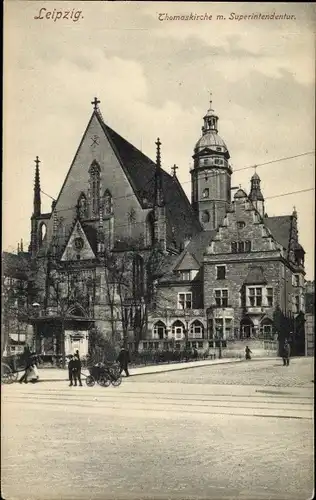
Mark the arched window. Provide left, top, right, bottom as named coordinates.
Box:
left=172, top=320, right=185, bottom=340
left=103, top=189, right=113, bottom=215
left=202, top=188, right=210, bottom=198
left=260, top=317, right=273, bottom=340
left=154, top=321, right=167, bottom=340
left=146, top=212, right=155, bottom=247
left=89, top=160, right=100, bottom=217
left=202, top=210, right=210, bottom=222
left=78, top=193, right=88, bottom=219
left=189, top=320, right=204, bottom=339
left=133, top=255, right=144, bottom=298
left=38, top=222, right=47, bottom=246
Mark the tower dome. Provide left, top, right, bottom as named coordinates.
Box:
left=195, top=101, right=229, bottom=158
left=191, top=101, right=232, bottom=230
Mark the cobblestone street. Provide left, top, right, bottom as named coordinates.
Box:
left=2, top=358, right=313, bottom=500
left=137, top=358, right=314, bottom=387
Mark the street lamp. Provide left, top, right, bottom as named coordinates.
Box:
left=216, top=326, right=223, bottom=359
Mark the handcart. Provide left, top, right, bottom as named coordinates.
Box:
left=86, top=363, right=122, bottom=387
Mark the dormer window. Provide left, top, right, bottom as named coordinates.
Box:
left=179, top=271, right=191, bottom=281
left=202, top=188, right=210, bottom=198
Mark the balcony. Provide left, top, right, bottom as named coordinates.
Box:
left=150, top=308, right=206, bottom=319
left=246, top=306, right=266, bottom=314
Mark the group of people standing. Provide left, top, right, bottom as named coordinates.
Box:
left=68, top=349, right=82, bottom=387
left=68, top=347, right=130, bottom=387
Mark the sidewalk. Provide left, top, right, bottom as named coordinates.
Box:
left=38, top=356, right=278, bottom=382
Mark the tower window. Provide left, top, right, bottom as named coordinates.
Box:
left=216, top=266, right=226, bottom=280
left=202, top=210, right=210, bottom=222
left=202, top=188, right=210, bottom=198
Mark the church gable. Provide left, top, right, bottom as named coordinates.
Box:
left=61, top=221, right=95, bottom=261
left=43, top=111, right=143, bottom=256
left=174, top=252, right=200, bottom=271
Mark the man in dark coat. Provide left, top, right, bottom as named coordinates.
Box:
left=117, top=347, right=130, bottom=377
left=282, top=340, right=291, bottom=366
left=68, top=356, right=77, bottom=387
left=19, top=351, right=34, bottom=384
left=73, top=350, right=82, bottom=387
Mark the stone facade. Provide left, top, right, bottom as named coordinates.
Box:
left=21, top=100, right=304, bottom=355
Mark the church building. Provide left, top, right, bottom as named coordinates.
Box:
left=29, top=99, right=305, bottom=356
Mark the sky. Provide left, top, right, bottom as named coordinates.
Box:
left=2, top=0, right=316, bottom=279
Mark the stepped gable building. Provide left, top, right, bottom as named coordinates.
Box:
left=25, top=99, right=305, bottom=355
left=29, top=99, right=202, bottom=354
left=145, top=99, right=305, bottom=352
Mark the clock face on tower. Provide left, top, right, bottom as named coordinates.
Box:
left=74, top=237, right=84, bottom=250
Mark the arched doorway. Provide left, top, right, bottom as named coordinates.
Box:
left=189, top=319, right=204, bottom=339
left=260, top=316, right=273, bottom=340
left=154, top=321, right=166, bottom=340
left=172, top=320, right=185, bottom=340
left=240, top=317, right=254, bottom=339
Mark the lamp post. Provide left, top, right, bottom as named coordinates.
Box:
left=32, top=302, right=41, bottom=354
left=216, top=326, right=223, bottom=359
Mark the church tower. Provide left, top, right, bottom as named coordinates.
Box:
left=249, top=172, right=264, bottom=218
left=191, top=101, right=232, bottom=230
left=29, top=156, right=41, bottom=257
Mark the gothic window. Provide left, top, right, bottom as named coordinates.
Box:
left=202, top=188, right=210, bottom=198
left=202, top=210, right=210, bottom=222
left=103, top=189, right=113, bottom=215
left=78, top=193, right=88, bottom=219
left=133, top=255, right=144, bottom=297
left=38, top=222, right=46, bottom=246
left=146, top=212, right=155, bottom=246
left=89, top=160, right=100, bottom=216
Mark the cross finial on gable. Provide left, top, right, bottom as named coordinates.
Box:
left=91, top=97, right=101, bottom=110
left=208, top=91, right=213, bottom=107
left=155, top=137, right=161, bottom=168
left=171, top=164, right=179, bottom=177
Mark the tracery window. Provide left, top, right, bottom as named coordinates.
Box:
left=89, top=160, right=100, bottom=216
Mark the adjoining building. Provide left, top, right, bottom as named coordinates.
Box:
left=305, top=281, right=315, bottom=356
left=1, top=246, right=33, bottom=356
left=19, top=99, right=305, bottom=355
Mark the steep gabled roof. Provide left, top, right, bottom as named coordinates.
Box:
left=174, top=251, right=201, bottom=271
left=185, top=229, right=217, bottom=265
left=244, top=266, right=267, bottom=285
left=96, top=113, right=202, bottom=247
left=264, top=215, right=292, bottom=250
left=2, top=252, right=31, bottom=280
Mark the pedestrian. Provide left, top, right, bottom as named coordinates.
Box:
left=245, top=345, right=252, bottom=359
left=73, top=350, right=82, bottom=387
left=282, top=339, right=291, bottom=366
left=117, top=347, right=130, bottom=377
left=19, top=353, right=33, bottom=384
left=68, top=354, right=77, bottom=387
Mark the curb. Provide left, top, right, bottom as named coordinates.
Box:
left=34, top=356, right=279, bottom=382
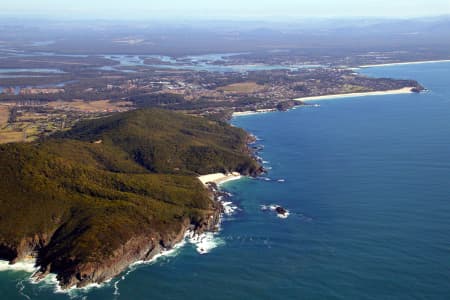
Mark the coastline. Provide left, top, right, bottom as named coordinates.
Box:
left=360, top=59, right=450, bottom=69
left=294, top=87, right=414, bottom=102
left=197, top=172, right=242, bottom=187
left=232, top=108, right=277, bottom=118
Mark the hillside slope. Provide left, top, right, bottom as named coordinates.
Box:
left=0, top=110, right=259, bottom=288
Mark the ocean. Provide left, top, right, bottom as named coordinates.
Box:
left=0, top=63, right=450, bottom=300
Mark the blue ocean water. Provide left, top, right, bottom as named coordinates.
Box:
left=0, top=63, right=450, bottom=300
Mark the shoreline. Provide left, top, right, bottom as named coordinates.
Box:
left=197, top=172, right=242, bottom=187
left=353, top=59, right=450, bottom=69
left=294, top=87, right=414, bottom=102
left=232, top=108, right=278, bottom=118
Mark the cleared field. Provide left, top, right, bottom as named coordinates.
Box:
left=48, top=100, right=132, bottom=112
left=0, top=105, right=9, bottom=128
left=217, top=82, right=266, bottom=93
left=0, top=131, right=25, bottom=144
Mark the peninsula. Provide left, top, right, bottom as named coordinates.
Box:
left=0, top=109, right=260, bottom=289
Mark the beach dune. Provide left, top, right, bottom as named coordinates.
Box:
left=198, top=172, right=242, bottom=186
left=294, top=87, right=414, bottom=102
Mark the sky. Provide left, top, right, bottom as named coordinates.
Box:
left=0, top=0, right=450, bottom=19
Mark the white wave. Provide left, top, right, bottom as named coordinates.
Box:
left=189, top=232, right=224, bottom=254
left=261, top=204, right=291, bottom=219
left=0, top=258, right=39, bottom=273
left=277, top=210, right=291, bottom=219
left=221, top=201, right=239, bottom=216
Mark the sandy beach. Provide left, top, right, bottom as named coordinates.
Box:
left=233, top=109, right=276, bottom=117
left=360, top=59, right=450, bottom=70
left=294, top=87, right=414, bottom=102
left=198, top=172, right=242, bottom=186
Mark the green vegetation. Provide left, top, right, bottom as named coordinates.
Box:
left=0, top=110, right=258, bottom=286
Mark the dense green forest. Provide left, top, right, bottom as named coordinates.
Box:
left=0, top=109, right=258, bottom=288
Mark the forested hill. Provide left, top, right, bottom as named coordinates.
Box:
left=0, top=110, right=259, bottom=287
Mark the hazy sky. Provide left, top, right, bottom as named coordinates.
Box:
left=0, top=0, right=450, bottom=19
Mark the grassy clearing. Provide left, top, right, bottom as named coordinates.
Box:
left=48, top=100, right=132, bottom=112
left=217, top=82, right=266, bottom=93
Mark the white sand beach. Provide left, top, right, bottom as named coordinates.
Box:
left=233, top=109, right=276, bottom=117
left=294, top=87, right=414, bottom=102
left=354, top=59, right=450, bottom=70
left=198, top=172, right=242, bottom=186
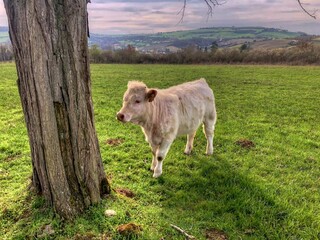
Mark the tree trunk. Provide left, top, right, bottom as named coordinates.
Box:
left=4, top=0, right=110, bottom=218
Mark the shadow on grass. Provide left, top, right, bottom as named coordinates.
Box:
left=154, top=156, right=290, bottom=239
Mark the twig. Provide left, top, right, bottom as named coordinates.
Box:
left=297, top=0, right=317, bottom=19
left=170, top=224, right=196, bottom=240
left=178, top=0, right=227, bottom=24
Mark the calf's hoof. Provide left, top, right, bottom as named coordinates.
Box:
left=153, top=172, right=162, bottom=178
left=206, top=150, right=213, bottom=156
left=183, top=151, right=191, bottom=155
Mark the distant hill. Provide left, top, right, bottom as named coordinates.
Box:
left=89, top=27, right=308, bottom=52
left=0, top=27, right=308, bottom=52
left=0, top=27, right=10, bottom=44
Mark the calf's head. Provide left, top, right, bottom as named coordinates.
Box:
left=117, top=81, right=157, bottom=124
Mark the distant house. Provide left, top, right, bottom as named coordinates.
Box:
left=166, top=46, right=181, bottom=53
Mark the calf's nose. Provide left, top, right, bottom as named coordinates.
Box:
left=117, top=113, right=124, bottom=122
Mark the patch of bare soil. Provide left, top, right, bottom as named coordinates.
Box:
left=115, top=188, right=135, bottom=198
left=206, top=228, right=228, bottom=240
left=117, top=223, right=142, bottom=236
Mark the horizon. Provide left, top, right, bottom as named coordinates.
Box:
left=0, top=0, right=320, bottom=35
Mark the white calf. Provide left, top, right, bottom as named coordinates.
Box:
left=117, top=78, right=217, bottom=177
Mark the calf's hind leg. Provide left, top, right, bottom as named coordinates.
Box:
left=153, top=140, right=173, bottom=178
left=203, top=118, right=216, bottom=155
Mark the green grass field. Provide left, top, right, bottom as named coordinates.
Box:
left=0, top=64, right=320, bottom=240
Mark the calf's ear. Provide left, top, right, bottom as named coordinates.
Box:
left=146, top=89, right=158, bottom=102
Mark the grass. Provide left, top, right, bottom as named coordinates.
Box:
left=0, top=64, right=320, bottom=240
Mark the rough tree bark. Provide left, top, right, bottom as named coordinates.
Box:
left=4, top=0, right=110, bottom=218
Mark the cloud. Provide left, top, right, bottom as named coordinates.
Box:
left=0, top=0, right=320, bottom=34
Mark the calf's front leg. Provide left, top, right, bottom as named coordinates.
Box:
left=153, top=140, right=173, bottom=178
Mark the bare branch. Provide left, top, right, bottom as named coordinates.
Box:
left=297, top=0, right=317, bottom=19
left=178, top=0, right=227, bottom=23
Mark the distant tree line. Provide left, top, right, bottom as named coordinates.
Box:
left=90, top=41, right=320, bottom=65
left=0, top=44, right=13, bottom=62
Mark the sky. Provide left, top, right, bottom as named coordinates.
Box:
left=0, top=0, right=320, bottom=35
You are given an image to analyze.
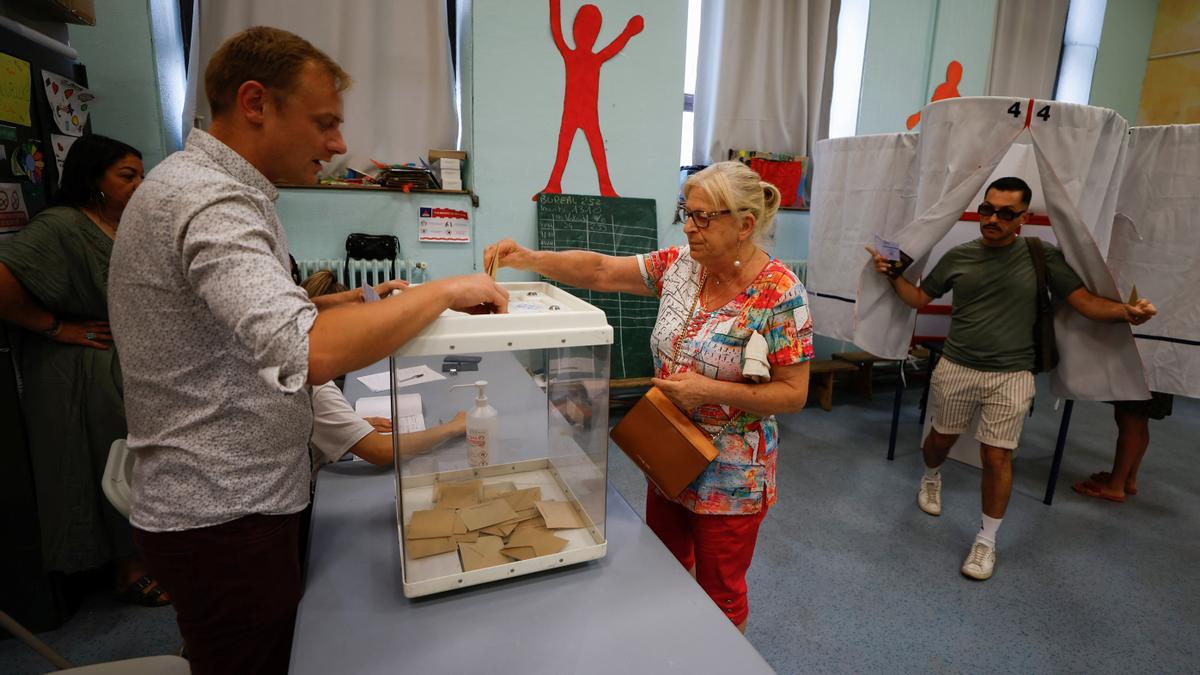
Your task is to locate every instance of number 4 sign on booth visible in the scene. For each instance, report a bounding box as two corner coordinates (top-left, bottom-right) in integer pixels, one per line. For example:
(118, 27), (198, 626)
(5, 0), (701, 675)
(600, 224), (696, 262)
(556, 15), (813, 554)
(418, 207), (470, 244)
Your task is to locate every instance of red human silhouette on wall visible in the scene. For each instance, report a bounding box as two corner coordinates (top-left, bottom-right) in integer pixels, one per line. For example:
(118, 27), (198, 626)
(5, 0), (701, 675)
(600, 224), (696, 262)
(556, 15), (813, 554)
(533, 0), (646, 202)
(908, 61), (962, 131)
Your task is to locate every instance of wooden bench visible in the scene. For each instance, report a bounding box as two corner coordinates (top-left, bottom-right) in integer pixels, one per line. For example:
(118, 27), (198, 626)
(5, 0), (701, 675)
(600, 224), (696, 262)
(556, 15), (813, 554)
(833, 352), (896, 401)
(809, 359), (858, 412)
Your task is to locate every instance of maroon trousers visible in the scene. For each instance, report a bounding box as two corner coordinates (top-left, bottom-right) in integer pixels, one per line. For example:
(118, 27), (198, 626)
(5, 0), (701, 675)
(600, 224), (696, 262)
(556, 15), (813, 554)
(133, 513), (301, 675)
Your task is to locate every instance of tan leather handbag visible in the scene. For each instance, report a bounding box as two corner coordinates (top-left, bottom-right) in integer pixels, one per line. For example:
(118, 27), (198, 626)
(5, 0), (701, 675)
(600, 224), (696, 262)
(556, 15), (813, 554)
(610, 387), (721, 498)
(608, 270), (737, 498)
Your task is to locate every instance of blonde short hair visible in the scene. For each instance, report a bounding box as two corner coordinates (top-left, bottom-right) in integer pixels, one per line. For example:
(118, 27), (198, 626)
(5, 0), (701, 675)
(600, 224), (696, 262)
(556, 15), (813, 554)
(204, 25), (350, 117)
(683, 162), (781, 243)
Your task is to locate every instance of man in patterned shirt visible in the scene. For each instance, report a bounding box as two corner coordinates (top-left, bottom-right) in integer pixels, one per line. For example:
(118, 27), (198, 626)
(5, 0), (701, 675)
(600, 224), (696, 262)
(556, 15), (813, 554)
(109, 28), (508, 674)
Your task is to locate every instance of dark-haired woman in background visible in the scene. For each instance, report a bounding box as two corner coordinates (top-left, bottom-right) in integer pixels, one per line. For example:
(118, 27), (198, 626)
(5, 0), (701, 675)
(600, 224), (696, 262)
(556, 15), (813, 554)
(0, 136), (170, 607)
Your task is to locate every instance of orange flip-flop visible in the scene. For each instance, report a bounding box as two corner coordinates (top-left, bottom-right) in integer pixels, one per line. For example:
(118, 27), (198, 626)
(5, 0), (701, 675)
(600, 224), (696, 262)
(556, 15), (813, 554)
(1070, 480), (1124, 503)
(1087, 471), (1138, 496)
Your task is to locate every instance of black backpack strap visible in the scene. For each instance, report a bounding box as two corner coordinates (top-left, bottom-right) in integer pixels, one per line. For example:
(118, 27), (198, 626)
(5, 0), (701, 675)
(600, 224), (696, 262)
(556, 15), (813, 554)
(1021, 237), (1048, 300)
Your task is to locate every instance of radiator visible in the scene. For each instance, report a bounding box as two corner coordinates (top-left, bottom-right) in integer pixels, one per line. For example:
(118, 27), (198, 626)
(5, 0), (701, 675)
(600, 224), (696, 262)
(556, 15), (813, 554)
(780, 254), (809, 283)
(296, 258), (407, 288)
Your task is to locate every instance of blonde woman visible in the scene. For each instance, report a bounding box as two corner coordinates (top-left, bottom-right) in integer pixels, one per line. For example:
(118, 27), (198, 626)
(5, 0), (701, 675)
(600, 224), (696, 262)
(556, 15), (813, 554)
(484, 162), (812, 632)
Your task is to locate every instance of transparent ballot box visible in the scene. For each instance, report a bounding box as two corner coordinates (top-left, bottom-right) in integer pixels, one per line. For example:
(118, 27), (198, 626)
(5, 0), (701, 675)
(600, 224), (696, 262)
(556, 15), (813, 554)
(389, 282), (613, 598)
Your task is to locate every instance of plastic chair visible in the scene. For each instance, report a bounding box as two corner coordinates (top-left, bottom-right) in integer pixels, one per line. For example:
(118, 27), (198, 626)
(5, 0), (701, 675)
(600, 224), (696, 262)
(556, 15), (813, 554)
(100, 438), (133, 518)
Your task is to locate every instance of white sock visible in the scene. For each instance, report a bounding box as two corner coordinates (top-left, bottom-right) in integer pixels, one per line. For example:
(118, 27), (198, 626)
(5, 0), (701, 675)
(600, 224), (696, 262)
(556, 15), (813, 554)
(976, 514), (1003, 548)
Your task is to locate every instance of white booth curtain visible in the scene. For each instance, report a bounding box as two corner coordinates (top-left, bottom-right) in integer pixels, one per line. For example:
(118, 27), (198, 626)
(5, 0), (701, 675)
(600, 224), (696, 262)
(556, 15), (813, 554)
(185, 0), (458, 174)
(985, 0), (1070, 98)
(692, 0), (841, 163)
(1109, 124), (1200, 398)
(809, 97), (1153, 400)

☆ ☆ ☆ ☆ ☆

▶ Task statement:
Reproduce verbatim the lines from the one containing "Mark the curb." through the one containing "left=0, top=109, right=260, bottom=289", with both of those lines included. Omit the pictures.

▶ Problem solution:
Mark the curb. Provide left, top, right, bottom as named coordinates.
Box:
left=34, top=356, right=279, bottom=382
Mark the coastline. Provide left, top, right, bottom as named coordinates.
Box:
left=360, top=59, right=450, bottom=69
left=294, top=87, right=414, bottom=102
left=197, top=172, right=242, bottom=187
left=232, top=108, right=277, bottom=118
Mark the hillside slope. Provide left, top, right, bottom as named coordinates.
Box:
left=0, top=110, right=259, bottom=288
Mark the ocean. Provide left, top, right, bottom as named coordinates.
Box:
left=0, top=63, right=450, bottom=300
Mark the blue ocean water. Provide left, top, right, bottom as named coordinates.
Box:
left=0, top=63, right=450, bottom=300
Mark the shoreline. Provide left, top, right, bottom as named coordinates.
Box:
left=197, top=172, right=242, bottom=187
left=353, top=59, right=450, bottom=69
left=294, top=87, right=414, bottom=102
left=232, top=108, right=278, bottom=118
Mark the cleared field. Provide left, top, right, bottom as named coordinates.
Box:
left=48, top=100, right=132, bottom=112
left=0, top=105, right=9, bottom=128
left=217, top=82, right=266, bottom=93
left=0, top=131, right=25, bottom=144
Mark the peninsula. Provide left, top, right, bottom as named coordinates.
Box:
left=0, top=109, right=260, bottom=289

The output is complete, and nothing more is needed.